● **НАБОР ЗАДАНИЙ**
a – Перепишите отрывок об Алтае от «И будет тогда» до «от взоров любопытных.», заменив «ледники» на «снега».
b – Напишите продолжение отрывка об Алтае, начиная сразу после его последнего предложения.

● **ВЫБРАННЫЙ ОТРЫВОК**
Еще один дар Ульгень дал алтайцу – петь о красоте своих гор: дал ему камень-талисман, чтобы он этим камнем мог начертить образ своих царей-гор и их красавиц дочерей: «Сарнап тюрь, балам!» (Ходи и пой, мой сын) – сказал он. И вот простая струна из волос конской гривы, натянутая на обрубок кедрового пня, превратилась в руках певца в золотую. Струна зазвенела, полились звуки – заунывные, надрывающие, щемящие душу.

И сказал Ульгень-Алтай: «Иди, сын мой, по аилам и юртам, играя песни тоски о когда-то цветущем и богатом Алтае и научи мой народ, чтобы он сам слагал песни о красоте моего творения. Взбираясь на верхи гор и на карнизы, подслушивай их тайны. Прислушивайся к языку водопадов и когда поймешь их язык, переложи хотя бы сотую часть их тайн на свою золотую струну и пойди к народу, который не знает тебя, и пропой ему про Алтай, про красоту гор и долин. Много у меня, Алтая, золота и драгоценных камней, но тебя, сын мой, наряжу нищим. Жалким, диким и в бедном рубище предстанешь ты и будешь петь им, золотая струна на твоем инструменте будет смущать их.

«Почему, скажут они, человек-дикарь в рубище, а струна его золотая? И какая непонятная, тоскливая песня его! Мы должны плакать, когда мы сотворены нашим Богом, чтобы веселиться и проводить жизнь в наслаждении? И что он здесь ходит? Не высматривает ли он чего украсть у нас? А не колдун ли он? Отнимем у него инструмент с золотою струною, а самого вытолкнем за ворота нашего дома!»

И если будет тебе несладко, радуясь иди ко мне обратно в горы. Тогда встречу я тебя и обласкаю».
И будет тогда ликовать Алтай. Он будет рад, что тайны его живут в курганах и корумах, что реки его шумят также бурно, ледники блестят по-прежнему и туманы, сгущаясь, закрывают его могучее чело от взоров любопытных.

● **ИСХОДНЫЕ ДАННЫЕ**
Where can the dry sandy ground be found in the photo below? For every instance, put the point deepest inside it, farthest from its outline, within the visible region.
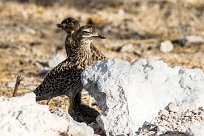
(29, 35)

● **ОТВЕТЫ К ЗАДАНИЯМ**
a –
И будет тогда ликовать Алтай. Он будет рад, что тайны его живут в курганах и корумах, что реки его шумят также бурно, снега блестят по-прежнему и туманы, сгущаясь, закрывают его могучее чело от взоров любопытных.

b –
Он будет рад, как ребенок.
Г. Г.

***

Автор этого «стихотворения в прозе» природный алтаец хотел изобразить в нем свою тоску по родине, которую он испытывает на чужбине. Скелет для своего произведения автор заимствует у народной песни, которую по преданию сочинили в половине 18-столетия. Когда в 50-е г. этого века рушилось Джунгарское царство, Алтай, входящий в состав его, подвергся опустошительному нападению китайцев с юга и киргиз с севера. После этого разгрома остатки алтайского народа поднялись на вершину Семинского белка (Ял Менку) и оплакивали разорение Алтая. Сначала народный мужик восхищался красотой Алтая, гора кажется ему похожей на кристалл: он называет ее то 3-хгранным, то 9-тигранным. Потом он говорит, что много пролито крови за обладание Алтаем, красные сосны лишились вершин, кедры стоят без зеленых ветвей, зеленые покровы побуровели.

Алтай оголен, обнажен, обезглавлен. Песня кончается таким пожеланием: «Не видать бы нам такого обезглавления нашего прекрасно устроенного царственного Алтая».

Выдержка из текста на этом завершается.